For this exercise, please find the lines in the entries that include the word "loose" and copy them.
---------- MATERIAL FOR THIS EXERCISE ----------
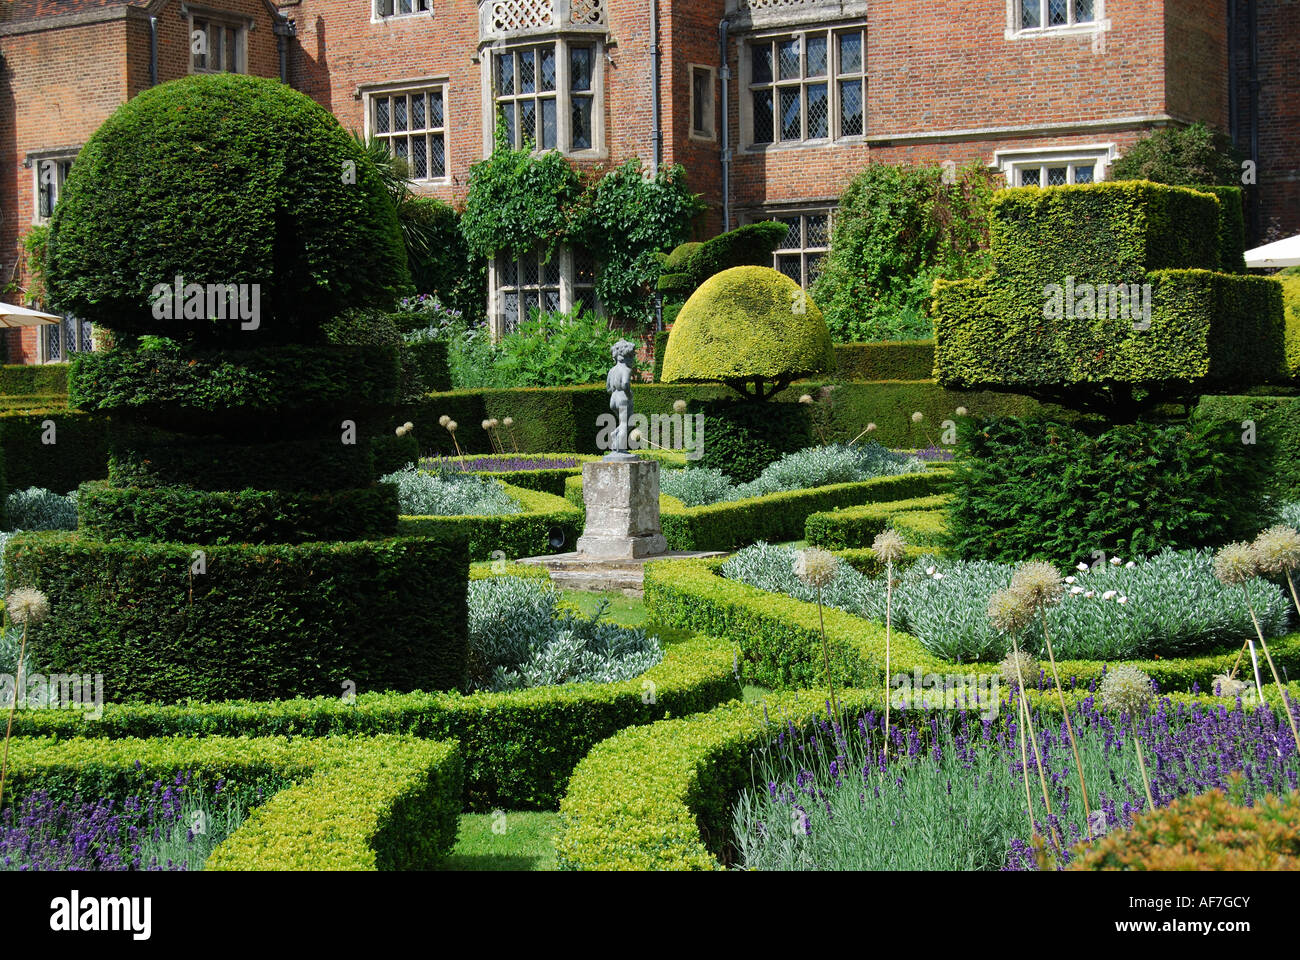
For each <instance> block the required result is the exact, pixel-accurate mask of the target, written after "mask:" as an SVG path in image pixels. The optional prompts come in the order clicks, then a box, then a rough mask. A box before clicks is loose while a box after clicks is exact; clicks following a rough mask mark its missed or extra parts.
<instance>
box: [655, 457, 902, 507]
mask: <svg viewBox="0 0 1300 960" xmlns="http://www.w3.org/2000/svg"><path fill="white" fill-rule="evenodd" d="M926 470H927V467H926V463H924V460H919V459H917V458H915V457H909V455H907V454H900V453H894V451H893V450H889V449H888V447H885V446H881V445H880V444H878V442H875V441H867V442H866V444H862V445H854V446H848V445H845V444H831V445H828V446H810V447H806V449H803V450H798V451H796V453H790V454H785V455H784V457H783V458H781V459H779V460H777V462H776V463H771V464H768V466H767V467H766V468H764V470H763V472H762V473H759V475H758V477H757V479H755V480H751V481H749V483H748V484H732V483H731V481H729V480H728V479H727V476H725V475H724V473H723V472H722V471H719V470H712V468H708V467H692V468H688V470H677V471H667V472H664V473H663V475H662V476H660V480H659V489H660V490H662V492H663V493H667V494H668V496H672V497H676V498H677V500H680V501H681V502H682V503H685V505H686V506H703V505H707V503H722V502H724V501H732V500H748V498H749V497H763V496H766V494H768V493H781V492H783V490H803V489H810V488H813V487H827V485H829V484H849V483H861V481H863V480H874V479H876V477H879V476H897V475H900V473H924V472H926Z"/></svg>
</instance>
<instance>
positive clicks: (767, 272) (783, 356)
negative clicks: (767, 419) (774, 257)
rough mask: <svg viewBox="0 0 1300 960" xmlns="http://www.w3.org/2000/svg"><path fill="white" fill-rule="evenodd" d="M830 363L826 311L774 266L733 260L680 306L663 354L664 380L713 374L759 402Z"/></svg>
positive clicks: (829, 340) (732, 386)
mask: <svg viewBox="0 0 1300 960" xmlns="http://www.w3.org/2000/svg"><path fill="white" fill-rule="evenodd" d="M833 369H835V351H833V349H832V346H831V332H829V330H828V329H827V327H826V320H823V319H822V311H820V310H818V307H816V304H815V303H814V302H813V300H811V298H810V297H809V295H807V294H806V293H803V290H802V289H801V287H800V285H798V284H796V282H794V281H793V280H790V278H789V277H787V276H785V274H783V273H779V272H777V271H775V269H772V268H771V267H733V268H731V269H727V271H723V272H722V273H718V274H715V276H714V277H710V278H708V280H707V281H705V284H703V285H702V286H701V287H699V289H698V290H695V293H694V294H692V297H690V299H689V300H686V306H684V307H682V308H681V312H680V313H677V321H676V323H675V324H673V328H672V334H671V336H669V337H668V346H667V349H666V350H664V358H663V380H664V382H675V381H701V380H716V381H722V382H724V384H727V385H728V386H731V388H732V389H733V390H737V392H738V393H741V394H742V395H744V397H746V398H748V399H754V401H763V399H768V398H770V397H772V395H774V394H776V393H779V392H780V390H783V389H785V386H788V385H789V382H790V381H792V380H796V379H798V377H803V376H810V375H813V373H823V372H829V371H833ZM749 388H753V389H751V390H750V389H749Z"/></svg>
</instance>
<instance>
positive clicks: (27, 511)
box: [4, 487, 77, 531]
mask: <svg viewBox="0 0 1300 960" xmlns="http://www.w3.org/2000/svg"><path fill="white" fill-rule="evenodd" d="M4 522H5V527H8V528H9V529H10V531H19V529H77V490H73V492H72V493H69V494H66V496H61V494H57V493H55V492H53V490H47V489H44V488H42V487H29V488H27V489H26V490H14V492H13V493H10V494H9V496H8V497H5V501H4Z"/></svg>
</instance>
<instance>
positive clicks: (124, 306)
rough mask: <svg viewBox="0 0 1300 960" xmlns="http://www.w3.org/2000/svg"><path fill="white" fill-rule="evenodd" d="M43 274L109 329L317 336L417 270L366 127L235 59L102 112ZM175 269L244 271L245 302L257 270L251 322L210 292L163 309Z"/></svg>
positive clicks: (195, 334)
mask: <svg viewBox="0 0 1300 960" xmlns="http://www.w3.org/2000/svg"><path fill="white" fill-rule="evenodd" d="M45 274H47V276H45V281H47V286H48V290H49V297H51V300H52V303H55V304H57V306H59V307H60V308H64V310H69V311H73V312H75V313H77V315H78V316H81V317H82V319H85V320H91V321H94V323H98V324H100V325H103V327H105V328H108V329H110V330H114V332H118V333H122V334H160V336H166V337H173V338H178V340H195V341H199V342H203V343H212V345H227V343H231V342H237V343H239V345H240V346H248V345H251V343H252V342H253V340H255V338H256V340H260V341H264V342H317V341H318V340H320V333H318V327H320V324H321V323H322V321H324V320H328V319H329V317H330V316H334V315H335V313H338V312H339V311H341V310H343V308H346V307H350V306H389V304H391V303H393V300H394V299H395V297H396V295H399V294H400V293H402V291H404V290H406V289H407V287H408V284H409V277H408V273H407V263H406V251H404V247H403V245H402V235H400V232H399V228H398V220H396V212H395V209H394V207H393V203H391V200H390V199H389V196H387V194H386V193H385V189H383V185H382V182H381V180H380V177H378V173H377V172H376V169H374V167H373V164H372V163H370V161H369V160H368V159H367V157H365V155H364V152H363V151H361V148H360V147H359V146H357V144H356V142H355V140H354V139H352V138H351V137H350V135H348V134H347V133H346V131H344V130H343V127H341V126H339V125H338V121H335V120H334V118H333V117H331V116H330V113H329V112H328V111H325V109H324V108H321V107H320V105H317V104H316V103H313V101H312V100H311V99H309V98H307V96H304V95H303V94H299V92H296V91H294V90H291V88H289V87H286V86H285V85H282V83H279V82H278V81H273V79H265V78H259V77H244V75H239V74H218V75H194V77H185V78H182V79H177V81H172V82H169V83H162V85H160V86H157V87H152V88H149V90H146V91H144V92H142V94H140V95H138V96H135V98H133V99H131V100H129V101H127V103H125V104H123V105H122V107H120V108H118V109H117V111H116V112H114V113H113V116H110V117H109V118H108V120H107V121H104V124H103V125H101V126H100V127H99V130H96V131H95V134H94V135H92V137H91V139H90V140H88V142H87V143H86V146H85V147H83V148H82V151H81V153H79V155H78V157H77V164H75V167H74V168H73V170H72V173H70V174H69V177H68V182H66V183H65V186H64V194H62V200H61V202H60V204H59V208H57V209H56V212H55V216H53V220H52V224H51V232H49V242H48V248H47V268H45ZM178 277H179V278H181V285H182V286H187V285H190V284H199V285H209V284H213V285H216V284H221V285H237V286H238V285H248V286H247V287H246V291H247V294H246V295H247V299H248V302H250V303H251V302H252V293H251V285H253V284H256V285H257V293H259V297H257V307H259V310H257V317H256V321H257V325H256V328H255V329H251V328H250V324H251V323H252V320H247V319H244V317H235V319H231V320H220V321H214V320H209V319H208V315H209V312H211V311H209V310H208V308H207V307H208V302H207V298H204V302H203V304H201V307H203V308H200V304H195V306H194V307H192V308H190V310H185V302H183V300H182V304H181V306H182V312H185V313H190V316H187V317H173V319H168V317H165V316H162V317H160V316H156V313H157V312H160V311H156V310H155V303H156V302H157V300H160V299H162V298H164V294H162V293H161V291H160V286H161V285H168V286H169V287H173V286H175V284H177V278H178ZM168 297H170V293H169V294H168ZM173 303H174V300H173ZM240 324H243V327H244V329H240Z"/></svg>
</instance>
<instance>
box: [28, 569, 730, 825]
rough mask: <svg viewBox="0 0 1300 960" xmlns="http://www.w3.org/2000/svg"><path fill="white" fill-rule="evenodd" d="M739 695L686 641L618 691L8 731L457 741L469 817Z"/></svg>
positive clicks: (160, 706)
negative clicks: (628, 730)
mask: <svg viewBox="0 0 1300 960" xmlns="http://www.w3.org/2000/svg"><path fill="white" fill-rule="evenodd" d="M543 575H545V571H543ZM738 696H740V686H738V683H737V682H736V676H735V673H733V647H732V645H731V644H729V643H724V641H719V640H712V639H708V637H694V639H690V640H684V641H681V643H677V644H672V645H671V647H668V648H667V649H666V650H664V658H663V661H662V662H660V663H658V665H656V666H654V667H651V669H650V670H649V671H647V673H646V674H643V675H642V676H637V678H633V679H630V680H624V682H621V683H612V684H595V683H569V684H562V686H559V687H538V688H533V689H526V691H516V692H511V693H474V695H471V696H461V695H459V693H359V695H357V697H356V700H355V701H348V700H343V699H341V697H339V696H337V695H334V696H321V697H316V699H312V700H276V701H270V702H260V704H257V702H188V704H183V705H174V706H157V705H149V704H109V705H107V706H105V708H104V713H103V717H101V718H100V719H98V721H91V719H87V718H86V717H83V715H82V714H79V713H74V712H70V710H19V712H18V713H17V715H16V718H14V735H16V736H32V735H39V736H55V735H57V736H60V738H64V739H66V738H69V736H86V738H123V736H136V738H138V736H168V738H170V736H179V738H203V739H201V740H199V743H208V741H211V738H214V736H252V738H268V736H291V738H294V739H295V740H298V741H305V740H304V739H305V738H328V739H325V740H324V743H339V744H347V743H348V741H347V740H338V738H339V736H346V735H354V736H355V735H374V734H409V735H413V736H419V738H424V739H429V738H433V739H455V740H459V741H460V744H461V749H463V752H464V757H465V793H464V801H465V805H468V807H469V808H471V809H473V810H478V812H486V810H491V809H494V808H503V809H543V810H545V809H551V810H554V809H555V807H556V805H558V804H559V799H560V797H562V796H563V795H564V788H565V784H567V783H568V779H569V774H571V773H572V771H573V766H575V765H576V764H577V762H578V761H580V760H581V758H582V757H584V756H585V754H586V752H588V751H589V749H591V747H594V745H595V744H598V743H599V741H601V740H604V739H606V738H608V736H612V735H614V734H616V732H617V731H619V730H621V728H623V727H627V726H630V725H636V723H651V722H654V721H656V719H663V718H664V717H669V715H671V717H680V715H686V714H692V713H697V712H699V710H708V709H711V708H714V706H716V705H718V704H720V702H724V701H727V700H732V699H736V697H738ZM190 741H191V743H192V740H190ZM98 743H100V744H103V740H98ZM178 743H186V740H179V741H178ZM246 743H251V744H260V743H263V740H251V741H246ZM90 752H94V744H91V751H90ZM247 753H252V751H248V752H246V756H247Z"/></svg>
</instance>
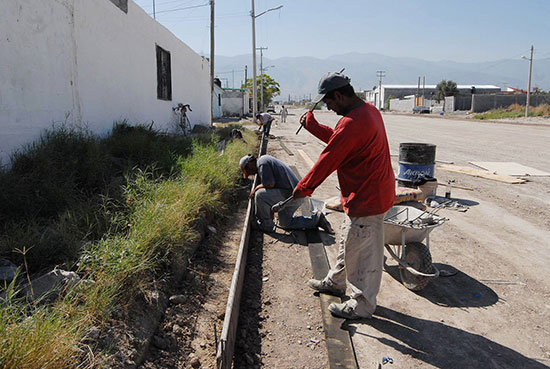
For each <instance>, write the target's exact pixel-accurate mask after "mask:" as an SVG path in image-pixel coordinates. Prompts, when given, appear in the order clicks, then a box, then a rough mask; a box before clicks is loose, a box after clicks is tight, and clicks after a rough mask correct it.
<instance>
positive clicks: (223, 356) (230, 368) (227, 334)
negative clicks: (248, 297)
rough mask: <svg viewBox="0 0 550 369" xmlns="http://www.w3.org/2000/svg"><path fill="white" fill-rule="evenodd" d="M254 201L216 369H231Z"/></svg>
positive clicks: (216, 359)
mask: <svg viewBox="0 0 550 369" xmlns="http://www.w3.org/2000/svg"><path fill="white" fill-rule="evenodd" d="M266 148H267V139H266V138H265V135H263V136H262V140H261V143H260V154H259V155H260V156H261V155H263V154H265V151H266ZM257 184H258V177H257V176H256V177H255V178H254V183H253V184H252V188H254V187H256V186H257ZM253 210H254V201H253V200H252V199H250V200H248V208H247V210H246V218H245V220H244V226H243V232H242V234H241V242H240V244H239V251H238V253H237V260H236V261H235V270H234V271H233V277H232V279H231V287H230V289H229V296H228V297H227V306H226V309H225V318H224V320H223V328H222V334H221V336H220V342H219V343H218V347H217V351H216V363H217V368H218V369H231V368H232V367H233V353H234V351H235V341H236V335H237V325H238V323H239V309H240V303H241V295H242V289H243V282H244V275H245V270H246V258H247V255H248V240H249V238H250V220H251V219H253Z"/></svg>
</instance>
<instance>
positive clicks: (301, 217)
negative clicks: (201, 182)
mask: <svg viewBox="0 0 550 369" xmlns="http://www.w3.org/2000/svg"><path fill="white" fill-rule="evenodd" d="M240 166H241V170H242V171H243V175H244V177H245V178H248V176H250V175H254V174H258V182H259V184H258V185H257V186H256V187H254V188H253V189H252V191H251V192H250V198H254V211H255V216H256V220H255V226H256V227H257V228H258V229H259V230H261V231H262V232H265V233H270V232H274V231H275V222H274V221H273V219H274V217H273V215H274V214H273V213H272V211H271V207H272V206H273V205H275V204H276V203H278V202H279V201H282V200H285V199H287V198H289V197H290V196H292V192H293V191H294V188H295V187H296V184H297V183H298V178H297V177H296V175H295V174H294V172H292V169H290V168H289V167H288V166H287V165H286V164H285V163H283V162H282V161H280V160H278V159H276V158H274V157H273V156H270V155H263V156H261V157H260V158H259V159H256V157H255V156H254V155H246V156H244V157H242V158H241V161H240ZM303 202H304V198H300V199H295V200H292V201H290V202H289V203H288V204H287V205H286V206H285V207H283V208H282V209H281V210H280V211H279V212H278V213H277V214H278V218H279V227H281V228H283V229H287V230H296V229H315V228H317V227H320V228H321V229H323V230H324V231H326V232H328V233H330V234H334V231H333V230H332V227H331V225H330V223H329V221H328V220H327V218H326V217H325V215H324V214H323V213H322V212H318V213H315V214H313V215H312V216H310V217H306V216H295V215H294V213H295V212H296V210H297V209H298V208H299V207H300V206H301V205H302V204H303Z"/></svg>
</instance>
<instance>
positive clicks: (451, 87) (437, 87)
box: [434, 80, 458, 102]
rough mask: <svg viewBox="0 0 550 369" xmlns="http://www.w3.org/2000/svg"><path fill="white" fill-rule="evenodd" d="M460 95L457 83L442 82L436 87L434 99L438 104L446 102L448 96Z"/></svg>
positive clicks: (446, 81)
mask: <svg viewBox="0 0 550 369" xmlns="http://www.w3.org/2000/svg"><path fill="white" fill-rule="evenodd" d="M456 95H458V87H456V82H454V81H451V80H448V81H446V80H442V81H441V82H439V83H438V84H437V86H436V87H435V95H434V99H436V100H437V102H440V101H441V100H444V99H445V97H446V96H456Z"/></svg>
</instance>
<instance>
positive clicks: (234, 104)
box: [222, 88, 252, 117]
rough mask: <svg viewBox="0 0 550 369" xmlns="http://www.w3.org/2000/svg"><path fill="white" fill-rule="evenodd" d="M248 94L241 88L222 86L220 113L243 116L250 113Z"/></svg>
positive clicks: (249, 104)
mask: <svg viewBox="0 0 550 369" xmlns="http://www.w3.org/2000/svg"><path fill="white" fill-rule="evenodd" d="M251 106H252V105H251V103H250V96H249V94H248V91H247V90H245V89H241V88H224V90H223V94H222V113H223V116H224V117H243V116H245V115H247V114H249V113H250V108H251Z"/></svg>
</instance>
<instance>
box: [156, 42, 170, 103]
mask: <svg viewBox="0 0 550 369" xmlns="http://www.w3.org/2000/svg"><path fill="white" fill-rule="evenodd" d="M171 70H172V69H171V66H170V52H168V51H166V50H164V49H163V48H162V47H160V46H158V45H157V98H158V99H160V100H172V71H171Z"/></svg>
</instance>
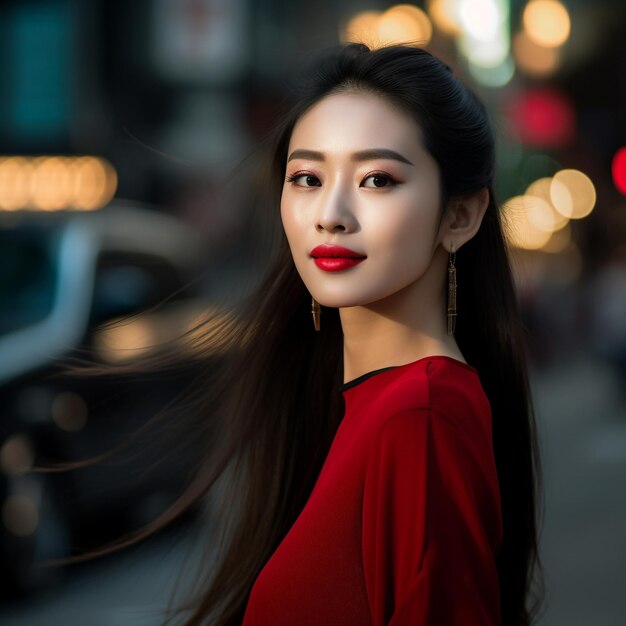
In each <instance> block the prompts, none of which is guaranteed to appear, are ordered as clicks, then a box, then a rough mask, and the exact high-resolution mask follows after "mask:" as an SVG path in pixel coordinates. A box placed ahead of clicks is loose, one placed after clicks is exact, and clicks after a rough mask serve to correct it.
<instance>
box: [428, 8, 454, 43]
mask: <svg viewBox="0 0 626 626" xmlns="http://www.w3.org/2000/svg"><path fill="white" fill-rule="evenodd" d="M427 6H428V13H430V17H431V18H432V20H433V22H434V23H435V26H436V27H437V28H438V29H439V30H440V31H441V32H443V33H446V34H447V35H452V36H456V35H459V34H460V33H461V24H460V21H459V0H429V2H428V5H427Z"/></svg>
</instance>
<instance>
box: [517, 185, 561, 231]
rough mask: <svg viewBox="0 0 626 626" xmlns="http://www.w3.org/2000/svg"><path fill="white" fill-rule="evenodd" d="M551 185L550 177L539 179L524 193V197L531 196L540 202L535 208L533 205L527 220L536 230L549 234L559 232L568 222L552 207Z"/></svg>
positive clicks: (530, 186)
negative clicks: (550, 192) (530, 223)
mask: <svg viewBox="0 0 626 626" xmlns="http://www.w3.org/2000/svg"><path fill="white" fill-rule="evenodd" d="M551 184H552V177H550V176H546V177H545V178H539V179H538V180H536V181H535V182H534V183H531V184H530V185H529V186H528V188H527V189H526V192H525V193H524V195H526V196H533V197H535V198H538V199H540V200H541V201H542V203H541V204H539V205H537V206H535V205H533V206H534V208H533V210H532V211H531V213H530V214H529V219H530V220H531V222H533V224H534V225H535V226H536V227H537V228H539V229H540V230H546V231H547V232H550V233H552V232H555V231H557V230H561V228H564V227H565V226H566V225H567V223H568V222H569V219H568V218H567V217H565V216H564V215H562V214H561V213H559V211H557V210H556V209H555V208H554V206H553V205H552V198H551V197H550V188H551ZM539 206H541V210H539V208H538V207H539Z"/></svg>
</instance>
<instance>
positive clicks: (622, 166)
----------
● EXPECTED OUTPUT:
For each <instance> block the required result is the exact, pixel-accurate mask of the target, written after "mask:" as an SVG path in image pixels. The optional prompts come in the order clicks, then a box, then a rough mask. A box before clicks is loose while a box after clicks is exact; clicks following a rough mask mark its missed or extra parts.
For each <instance>, write the target's exact pixel-accurate mask after "mask:" as an SVG path in image-pixel coordinates. Prompts, when given, appear in the order clicks, then a box, then a rough mask; a box before clicks is loose, a box after clicks is tight, and clicks after a rough mask correct it.
In each <instance> block the prompts, none of which is guaranteed to appear, are ordered as clicks, then a box, then a rough mask, and the exact high-resolution mask follows after "mask:" as an SVG path in pixel coordinates. A box placed ahead of clicks is loose, one placed after clicks is exact, and clicks after a rough mask serve to correct it.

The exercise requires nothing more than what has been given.